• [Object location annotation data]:
[BEGIN]
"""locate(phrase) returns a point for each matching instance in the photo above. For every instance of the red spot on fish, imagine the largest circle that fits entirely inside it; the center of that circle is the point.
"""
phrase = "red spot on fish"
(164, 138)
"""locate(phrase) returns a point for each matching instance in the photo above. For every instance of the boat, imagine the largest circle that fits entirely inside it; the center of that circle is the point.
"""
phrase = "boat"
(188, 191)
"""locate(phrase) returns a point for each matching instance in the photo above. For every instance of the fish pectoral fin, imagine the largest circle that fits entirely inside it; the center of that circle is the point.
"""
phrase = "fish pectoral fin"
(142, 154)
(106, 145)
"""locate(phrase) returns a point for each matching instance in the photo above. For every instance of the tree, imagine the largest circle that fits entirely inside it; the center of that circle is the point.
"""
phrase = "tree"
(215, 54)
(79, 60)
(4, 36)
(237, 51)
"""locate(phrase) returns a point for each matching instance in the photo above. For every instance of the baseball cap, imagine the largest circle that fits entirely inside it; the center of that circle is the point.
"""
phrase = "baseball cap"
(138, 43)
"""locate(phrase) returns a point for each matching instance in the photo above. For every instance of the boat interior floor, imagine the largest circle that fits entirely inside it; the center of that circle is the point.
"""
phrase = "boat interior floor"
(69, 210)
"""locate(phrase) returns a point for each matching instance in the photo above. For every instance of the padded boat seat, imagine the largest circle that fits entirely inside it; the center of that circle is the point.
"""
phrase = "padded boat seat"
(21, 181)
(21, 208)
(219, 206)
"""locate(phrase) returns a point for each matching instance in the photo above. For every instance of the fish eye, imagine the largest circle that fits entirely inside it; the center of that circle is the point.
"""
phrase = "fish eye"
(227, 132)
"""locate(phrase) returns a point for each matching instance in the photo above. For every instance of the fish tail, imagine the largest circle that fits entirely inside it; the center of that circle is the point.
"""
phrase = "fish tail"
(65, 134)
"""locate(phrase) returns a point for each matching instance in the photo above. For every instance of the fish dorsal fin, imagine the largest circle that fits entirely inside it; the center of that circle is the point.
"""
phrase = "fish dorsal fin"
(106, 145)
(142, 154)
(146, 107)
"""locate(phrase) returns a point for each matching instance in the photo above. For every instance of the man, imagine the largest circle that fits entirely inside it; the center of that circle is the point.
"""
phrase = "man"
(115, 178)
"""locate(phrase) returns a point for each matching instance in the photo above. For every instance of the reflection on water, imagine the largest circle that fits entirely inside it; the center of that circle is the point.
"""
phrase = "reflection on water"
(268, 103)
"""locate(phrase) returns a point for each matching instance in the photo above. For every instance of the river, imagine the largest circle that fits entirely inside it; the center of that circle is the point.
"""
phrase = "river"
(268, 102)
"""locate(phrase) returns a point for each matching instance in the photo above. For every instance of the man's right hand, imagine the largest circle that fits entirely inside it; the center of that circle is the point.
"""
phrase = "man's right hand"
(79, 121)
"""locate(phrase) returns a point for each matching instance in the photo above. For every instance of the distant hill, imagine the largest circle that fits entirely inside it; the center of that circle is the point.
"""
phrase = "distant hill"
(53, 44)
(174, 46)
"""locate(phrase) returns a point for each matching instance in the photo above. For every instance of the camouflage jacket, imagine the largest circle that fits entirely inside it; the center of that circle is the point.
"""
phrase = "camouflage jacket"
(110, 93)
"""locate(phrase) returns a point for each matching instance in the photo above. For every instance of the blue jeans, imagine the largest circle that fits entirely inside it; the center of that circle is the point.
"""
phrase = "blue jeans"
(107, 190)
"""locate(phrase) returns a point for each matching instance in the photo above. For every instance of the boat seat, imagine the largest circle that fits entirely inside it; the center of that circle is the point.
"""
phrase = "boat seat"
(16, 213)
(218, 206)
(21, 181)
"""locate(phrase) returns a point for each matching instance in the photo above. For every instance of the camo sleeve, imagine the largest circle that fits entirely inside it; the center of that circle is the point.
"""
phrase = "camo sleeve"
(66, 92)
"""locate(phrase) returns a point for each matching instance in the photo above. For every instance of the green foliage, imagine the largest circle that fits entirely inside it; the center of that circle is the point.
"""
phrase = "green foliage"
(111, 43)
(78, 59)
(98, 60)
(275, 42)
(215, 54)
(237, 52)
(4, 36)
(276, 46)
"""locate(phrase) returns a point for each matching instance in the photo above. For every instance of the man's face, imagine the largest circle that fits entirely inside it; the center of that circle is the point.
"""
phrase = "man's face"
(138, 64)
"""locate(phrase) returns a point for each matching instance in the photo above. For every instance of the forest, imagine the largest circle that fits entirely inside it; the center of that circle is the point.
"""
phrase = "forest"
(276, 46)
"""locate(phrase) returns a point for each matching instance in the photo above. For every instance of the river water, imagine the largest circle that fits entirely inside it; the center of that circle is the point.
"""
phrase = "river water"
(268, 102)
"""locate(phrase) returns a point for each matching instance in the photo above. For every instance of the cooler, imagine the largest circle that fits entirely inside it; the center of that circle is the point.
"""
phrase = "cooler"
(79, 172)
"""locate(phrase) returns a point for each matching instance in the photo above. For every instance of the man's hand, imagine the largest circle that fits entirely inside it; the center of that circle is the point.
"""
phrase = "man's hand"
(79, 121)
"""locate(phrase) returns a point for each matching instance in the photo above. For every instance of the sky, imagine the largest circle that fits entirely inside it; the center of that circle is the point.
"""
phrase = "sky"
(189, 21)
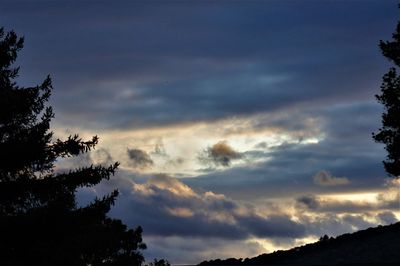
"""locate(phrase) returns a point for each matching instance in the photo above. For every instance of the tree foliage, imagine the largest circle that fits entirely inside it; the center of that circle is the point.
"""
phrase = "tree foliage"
(40, 220)
(389, 133)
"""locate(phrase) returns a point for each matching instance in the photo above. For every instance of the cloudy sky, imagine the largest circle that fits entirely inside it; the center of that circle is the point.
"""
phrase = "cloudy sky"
(241, 127)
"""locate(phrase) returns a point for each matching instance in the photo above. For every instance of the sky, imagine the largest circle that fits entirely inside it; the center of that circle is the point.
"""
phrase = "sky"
(241, 127)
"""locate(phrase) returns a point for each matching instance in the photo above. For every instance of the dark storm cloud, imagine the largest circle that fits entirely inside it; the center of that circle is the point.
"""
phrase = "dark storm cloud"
(138, 64)
(347, 149)
(387, 217)
(139, 158)
(186, 213)
(325, 178)
(220, 154)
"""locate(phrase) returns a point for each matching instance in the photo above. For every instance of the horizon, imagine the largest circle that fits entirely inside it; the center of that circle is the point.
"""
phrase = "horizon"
(241, 127)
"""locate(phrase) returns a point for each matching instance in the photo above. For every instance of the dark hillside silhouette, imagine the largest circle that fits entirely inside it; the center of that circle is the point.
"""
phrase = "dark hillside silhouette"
(40, 222)
(374, 246)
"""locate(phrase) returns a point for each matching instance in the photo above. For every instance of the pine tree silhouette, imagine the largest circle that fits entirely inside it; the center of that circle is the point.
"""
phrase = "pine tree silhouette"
(389, 133)
(40, 221)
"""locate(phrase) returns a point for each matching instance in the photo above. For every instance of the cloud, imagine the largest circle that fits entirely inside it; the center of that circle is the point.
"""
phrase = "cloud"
(387, 217)
(324, 178)
(165, 206)
(139, 158)
(309, 201)
(220, 154)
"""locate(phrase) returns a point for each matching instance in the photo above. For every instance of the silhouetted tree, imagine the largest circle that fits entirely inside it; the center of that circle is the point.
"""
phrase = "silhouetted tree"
(40, 222)
(389, 133)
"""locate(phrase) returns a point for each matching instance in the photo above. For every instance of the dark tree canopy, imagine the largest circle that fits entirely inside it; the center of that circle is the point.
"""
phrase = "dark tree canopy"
(389, 133)
(40, 221)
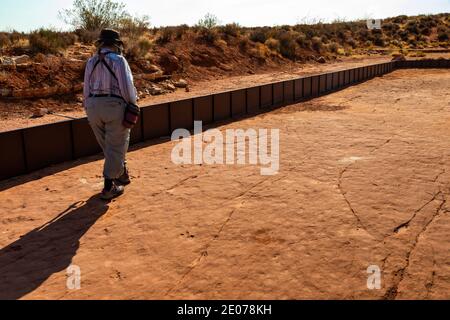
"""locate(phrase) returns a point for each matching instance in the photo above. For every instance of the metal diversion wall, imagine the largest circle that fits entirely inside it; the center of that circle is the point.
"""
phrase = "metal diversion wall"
(30, 149)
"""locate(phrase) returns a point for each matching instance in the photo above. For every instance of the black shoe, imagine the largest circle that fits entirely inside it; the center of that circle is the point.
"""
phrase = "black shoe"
(111, 190)
(124, 179)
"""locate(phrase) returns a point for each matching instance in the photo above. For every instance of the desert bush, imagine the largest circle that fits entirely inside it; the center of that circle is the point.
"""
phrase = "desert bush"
(351, 42)
(317, 44)
(443, 36)
(207, 28)
(94, 15)
(258, 36)
(244, 44)
(379, 41)
(260, 51)
(400, 19)
(209, 21)
(209, 35)
(166, 35)
(273, 44)
(50, 41)
(134, 26)
(87, 37)
(4, 40)
(231, 30)
(287, 44)
(333, 47)
(180, 31)
(302, 41)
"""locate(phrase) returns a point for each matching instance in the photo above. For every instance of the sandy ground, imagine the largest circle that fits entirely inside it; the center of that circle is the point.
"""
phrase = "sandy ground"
(363, 181)
(16, 120)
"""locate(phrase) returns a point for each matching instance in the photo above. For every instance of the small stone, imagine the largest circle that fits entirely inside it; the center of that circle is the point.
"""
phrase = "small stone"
(41, 112)
(21, 59)
(398, 57)
(321, 60)
(180, 83)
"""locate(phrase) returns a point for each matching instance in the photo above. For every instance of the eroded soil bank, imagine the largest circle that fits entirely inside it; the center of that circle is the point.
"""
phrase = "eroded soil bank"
(363, 181)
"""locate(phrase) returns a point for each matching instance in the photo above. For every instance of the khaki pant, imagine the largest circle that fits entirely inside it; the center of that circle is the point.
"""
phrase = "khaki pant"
(105, 117)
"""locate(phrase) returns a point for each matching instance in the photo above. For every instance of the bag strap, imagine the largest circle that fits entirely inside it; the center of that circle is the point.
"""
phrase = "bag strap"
(101, 59)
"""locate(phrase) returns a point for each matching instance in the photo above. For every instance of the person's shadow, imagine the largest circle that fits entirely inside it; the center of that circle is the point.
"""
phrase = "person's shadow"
(31, 260)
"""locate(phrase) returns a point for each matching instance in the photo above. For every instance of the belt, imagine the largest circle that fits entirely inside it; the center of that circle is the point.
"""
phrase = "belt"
(104, 96)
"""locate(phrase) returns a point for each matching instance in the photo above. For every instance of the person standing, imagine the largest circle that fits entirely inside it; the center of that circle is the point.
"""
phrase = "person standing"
(108, 88)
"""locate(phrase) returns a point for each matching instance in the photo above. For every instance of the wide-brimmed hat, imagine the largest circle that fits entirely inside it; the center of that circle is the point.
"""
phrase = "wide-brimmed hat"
(110, 37)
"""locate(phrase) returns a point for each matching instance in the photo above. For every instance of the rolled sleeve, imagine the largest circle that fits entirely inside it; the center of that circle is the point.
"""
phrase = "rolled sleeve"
(126, 82)
(87, 73)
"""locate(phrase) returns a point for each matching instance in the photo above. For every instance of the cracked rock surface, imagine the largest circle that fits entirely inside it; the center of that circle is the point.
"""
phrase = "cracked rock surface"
[END]
• [REQUEST]:
Your task is to output exactly the lines running from the one with "of the khaki" through the final line of the material above, with both ends included.

• [WORKED SOLUTION]:
"""locate(phrase) returns a point for each matching instance in the photo above. For every instance of the khaki pant, imagine the largest circle that fits entirely inside it; the center of that circle is the point.
"""
phrase = "khaki pant"
(105, 117)
"""locate(phrase) returns a point for each matching instance in the photo above. For every instance of the bag strap, imagine the largest circle that fits entirely inside it; the center of that circle is the point.
"""
phrase = "bag strap"
(101, 59)
"""locate(phrase) returns a point for each matching instance in the photo above. For every instance of the person's shadow, imagine the largest circle that fits entirely inside it; the center of that circle is the point.
"""
phrase = "person's shadow"
(31, 260)
"""locate(phrase) returns a point for each matching instance in the photo above. For every instance of the belt, imagine the largest circle that fits entirely inside it; the center of that circle is the point.
"""
phrase = "belt"
(104, 96)
"""locate(phrase) returns a point for each matching instance in the photo above. For every instance of the person standing, imagine the largest circle that fits entirely inside it; the center of that circle is the point.
"""
phrase = "person standing"
(108, 88)
"""locate(phrase) returns a point for each matching instance in the photo above. For every instance of the wide-brimmed hat, imagine the largest circle that fits entirely inside it; the center of that circle is the point.
"""
phrase = "wide-brimmed hat"
(110, 37)
"""locate(phrase) returns a point for each matching instance in the photo above. For every instance of the rolled sleeve, imagine the largest circle that fits entirely inside it; the center of that circle is the point.
"""
phrase = "rolled sleeve"
(126, 82)
(87, 73)
"""locate(phrase) returns a point for each matching instance in the photo above. For every instance of the cracked rock surface, imagine the largest circle that fits entirely inside it; the center of that circle is the point.
"""
phrase = "cracked rock surface"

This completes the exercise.